- Opening Delimiter -
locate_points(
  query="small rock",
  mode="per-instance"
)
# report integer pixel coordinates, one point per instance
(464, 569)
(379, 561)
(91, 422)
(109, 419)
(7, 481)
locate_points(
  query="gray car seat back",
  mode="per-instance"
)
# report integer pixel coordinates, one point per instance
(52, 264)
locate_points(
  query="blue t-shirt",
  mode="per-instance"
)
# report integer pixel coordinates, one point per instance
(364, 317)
- Closing Delimiter -
◆ EXERCISE AIM ◆
Within the listing, how many lines carry the word "query"? Answer with the number alone.

◆ RESULT OF THIS EXERCISE ◆
3